:: TEXT SEGMENT ::

Giovanna Pennacchi is pleased to present
Fragility
Photographs by Barbara Luisi
Curated by Manuela De Leonardis
November 21 – December 14, 2016
Opening reception: Monday, November 21, 2016 – 6:30 PM
Bodies that intertwine giving way to the movements of a virtual dance, fast-paced dialogues of gazes: the series Fragility (2013-2015) defines the meaning of intimacy by allowing traces of eroticism to surface without any sense of provocation. Often hands and feet are the focus. Barbara Luisi shares an intimacy that is born out of the improvisatory quality of the models’ gestures (they are no professionals), rather than from the exigencies of the photographic set, from their whispered words, and from the way they move in the darkness of her studio, “each one expressing feelings of being trapped inside themselves.” A perceivable unconditional freedom enters in the composition of the image. Fragility is understood as something other than a potentially labile psychological condition, in its potential as gift, as a secret to protect. Together with nature, art—in all its declinations—is an unending source of inspiration throughout the centuries. Especially the art one can breath in Rome where Luisi goes at age eighteen when she starts photographing. Michelangelo’s Pietà—the neat naturalness of the figures and the aspiration to perfection of the forms—is a model that will come back in time, along with Caravaggio’s hallmark, that is, the theatricality in the use of light, and the pulsating and ambiguous sensuality that filters through Bernini’s sculptures, all the more so when the subject is the Ecstasy of Saint Theresa. The classical legacy—absorbed and processed over time—is synthesized by an emblematic work such as the Torso of Discobolus (restored like a wounded warrior) in the Musei Capitolini, marble copy dating to the I century A.C. of Myron’s sculpture, restored and reinterpreted between 1658 and 1733 by the French sculptor Pierre-Etienne Monnot, in which the tension of the thrust forward is already captured in the following moment.
The language of black and white, printing mostly with silver gelatin on baryta or pigment prints, at times also as platinum prints, is a necessary choice if photography is to enhance reality through the subtraction of elements. Just as with music, in which countless possibilities are given through the combination of only seven notes.
(Manuela de Leonardis)

:: TASKS ::
#1 Translate this sentence from the Fragility exhibition text into Spanish: "Often hands and feet are the focus."
#2 From the Fragility exhibition text, extract the part that opens with the words "The language of" and closes with "only seven notes.".
#3 Extend the Fragility exhibition text, picking up from where it stops.

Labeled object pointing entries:
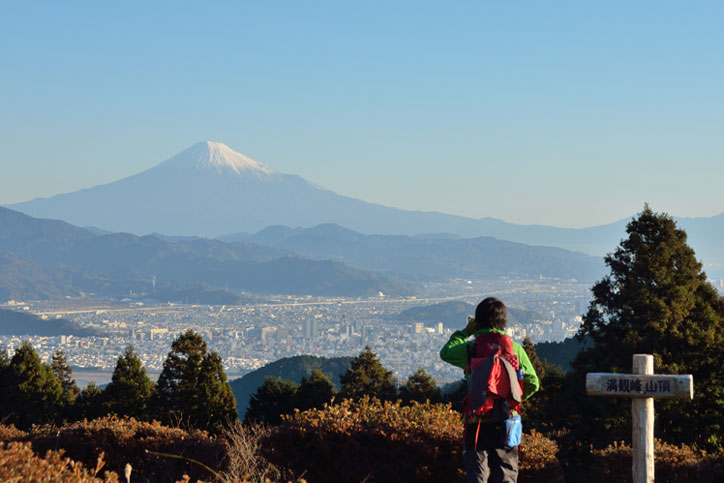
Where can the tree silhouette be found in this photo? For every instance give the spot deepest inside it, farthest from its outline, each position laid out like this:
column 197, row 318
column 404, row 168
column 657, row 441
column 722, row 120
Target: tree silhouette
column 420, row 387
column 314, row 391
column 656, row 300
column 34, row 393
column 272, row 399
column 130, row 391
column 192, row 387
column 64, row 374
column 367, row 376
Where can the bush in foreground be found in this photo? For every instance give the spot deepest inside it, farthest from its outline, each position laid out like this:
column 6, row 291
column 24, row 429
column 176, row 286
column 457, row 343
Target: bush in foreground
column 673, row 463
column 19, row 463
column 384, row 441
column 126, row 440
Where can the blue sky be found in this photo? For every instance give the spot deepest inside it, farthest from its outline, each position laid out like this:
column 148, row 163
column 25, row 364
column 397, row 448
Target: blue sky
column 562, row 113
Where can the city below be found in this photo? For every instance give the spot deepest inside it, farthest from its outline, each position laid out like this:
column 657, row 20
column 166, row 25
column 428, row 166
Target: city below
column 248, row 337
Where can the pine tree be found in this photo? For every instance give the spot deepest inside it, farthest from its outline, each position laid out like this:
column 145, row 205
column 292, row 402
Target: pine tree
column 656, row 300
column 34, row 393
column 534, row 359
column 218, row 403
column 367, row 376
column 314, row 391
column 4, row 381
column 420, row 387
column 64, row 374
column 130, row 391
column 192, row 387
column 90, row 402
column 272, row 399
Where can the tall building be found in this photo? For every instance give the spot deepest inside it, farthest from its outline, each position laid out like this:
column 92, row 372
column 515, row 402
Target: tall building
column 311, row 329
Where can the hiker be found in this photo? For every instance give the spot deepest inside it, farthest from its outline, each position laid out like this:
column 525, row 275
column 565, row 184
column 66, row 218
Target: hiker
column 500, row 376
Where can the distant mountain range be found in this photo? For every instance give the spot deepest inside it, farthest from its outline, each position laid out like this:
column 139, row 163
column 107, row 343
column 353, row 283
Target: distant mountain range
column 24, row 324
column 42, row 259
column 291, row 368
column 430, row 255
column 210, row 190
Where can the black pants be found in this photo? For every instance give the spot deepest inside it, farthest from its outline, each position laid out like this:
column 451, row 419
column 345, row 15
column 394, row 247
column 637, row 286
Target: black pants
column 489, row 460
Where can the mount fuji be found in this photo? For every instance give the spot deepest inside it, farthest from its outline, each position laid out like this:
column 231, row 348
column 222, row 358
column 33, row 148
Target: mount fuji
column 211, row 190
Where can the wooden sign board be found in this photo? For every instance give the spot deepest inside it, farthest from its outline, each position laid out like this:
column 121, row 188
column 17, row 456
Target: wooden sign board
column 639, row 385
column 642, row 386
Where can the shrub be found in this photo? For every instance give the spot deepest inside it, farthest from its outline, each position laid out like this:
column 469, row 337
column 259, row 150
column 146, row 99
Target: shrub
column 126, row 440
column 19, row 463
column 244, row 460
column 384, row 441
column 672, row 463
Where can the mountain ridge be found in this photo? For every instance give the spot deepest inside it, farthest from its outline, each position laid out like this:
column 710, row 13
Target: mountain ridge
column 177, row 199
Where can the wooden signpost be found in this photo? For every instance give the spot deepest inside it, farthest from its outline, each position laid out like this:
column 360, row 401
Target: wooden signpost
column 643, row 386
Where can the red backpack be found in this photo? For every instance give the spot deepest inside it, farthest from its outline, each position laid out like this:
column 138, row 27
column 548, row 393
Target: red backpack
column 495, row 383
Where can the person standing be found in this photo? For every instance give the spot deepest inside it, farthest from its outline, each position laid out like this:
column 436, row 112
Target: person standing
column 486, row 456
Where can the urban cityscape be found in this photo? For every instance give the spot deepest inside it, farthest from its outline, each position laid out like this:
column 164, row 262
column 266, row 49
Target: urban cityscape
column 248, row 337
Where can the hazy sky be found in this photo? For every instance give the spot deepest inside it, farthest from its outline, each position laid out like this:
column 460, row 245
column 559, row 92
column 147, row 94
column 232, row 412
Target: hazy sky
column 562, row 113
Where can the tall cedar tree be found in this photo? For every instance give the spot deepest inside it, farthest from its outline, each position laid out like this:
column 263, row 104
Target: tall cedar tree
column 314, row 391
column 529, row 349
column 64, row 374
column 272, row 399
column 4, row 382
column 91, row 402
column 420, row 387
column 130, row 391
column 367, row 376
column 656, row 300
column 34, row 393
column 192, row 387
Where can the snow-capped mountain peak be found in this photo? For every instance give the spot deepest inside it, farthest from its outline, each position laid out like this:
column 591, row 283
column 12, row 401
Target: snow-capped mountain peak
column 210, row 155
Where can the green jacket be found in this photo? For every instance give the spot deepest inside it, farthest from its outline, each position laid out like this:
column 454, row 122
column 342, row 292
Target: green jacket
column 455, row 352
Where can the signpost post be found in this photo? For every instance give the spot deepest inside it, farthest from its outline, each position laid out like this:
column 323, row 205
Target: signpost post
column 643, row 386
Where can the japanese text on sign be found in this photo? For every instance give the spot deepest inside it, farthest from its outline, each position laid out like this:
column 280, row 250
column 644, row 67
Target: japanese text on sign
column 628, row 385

:: RESULTS BY TASK ::
#1 A menudo, las manos y los pies son el centro de atención.

#2
The language of black and white, printing mostly with silver gelatin on baryta or pigment prints, at times also as platinum prints, is a necessary choice if photography is to enhance reality through the subtraction of elements. Just as with music, in which countless possibilities are given through the combination of only seven notes.

#3
Barbara Luisi was born in Munich and works between New York, Zurich and Camogli (Italy). A violinist since the age of nine, after graduating from the Munich Arts and Music High School, she continued her studies at the Hochschule für Musik und Theater in Munich. She has played with some of the most important European orchestras, such as the Munich Philharmonic, the Orchestre Nationale du Capitole of Toulouse, and the Bayerische Staatsoper. In addition, she was First Violin in the Pocci String Quartet. Fascinated by the camera obscura, she started to experiment with photography at the age of seventeen. Portraiture, often associated with theatre and music, is one of her favorite genres, along with nude, still life, and nocturnal photography. She has studies and worked with such photographers as Eikoh Hosoe, Art Streiber, Michael Grecco and Jock Sturges. Among her most recent solo exhibitions are: 2015 – Florence After Midnight Fall, Opera House, Firenze; Dreamland, Glorietta Gallery, Beirut; Night on Earth, NYU University, New York; 2014 – ŒUVRES RÉCENTES, European Center for Photography, Paris; Night and Nude, Emmeotto Gallery, Rome; Dreamland, Auditorium Fondazione Paolo Grassi, Martina Franca (TA). She is the author of the books, Nude Nature (Böhlau, 2008), Glühende Nacht (Böhlau, 2008), Pearls, Tears of the Sea (Böhlau, 2011), and Dreamland (Contrasto, 2014).
You can see some of her work at: www.barbaraluisi.com.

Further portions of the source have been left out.